EXERCISE OBJECTIVE: Write out every line of the items below as a JSON list of strings, one string per line and no blank lines, leaving out the pictures.

TASK INPUT:
----------

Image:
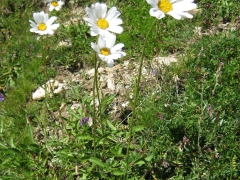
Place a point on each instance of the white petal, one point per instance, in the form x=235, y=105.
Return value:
x=51, y=20
x=115, y=29
x=117, y=47
x=95, y=47
x=174, y=15
x=98, y=10
x=156, y=13
x=112, y=14
x=37, y=18
x=110, y=41
x=53, y=26
x=115, y=22
x=104, y=10
x=183, y=6
x=101, y=42
x=153, y=3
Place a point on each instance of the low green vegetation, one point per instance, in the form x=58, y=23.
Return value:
x=187, y=121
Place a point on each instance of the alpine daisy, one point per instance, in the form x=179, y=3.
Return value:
x=55, y=4
x=43, y=25
x=107, y=51
x=101, y=21
x=175, y=9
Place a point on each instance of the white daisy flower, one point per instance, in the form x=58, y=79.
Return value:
x=54, y=4
x=43, y=25
x=175, y=9
x=107, y=51
x=101, y=21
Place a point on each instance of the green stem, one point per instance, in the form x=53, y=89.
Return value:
x=94, y=102
x=136, y=94
x=43, y=43
x=100, y=107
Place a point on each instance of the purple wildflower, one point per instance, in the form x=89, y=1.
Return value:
x=1, y=97
x=84, y=120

----------

RESULT FOR THIS TASK:
[
  "Image:",
  "Place a point on each instance of the white petal, one point per instance, in the form x=235, y=105.",
  "Return value:",
  "x=51, y=20",
  "x=115, y=29",
  "x=117, y=47",
  "x=95, y=47",
  "x=174, y=15",
  "x=98, y=10",
  "x=156, y=13",
  "x=112, y=14",
  "x=37, y=18",
  "x=110, y=41",
  "x=53, y=26",
  "x=115, y=22",
  "x=104, y=10",
  "x=183, y=6",
  "x=101, y=42",
  "x=153, y=3",
  "Place a point on each instance of the low green vegetation, one point per instance, in the form x=58, y=23.",
  "Return value:",
  "x=187, y=121",
  "Place a point on each instance of the alpine daisy, one point per instance, in the form x=179, y=3.",
  "Return value:",
  "x=55, y=4",
  "x=43, y=25",
  "x=107, y=51",
  "x=101, y=21",
  "x=175, y=9",
  "Place a point on each instance of the white daisy flower, one point per instance, in the form x=58, y=79.",
  "Return value:",
  "x=54, y=4",
  "x=43, y=25",
  "x=175, y=9",
  "x=107, y=51",
  "x=101, y=21",
  "Place a point on each instance of the green stem, one point per instance, in the form x=53, y=89.",
  "Return value:",
  "x=94, y=102",
  "x=136, y=94",
  "x=43, y=43",
  "x=100, y=107",
  "Place a point on each instance of the purple wildflower, one point per instance, in the form x=89, y=1.",
  "Return value:",
  "x=1, y=97",
  "x=84, y=120"
]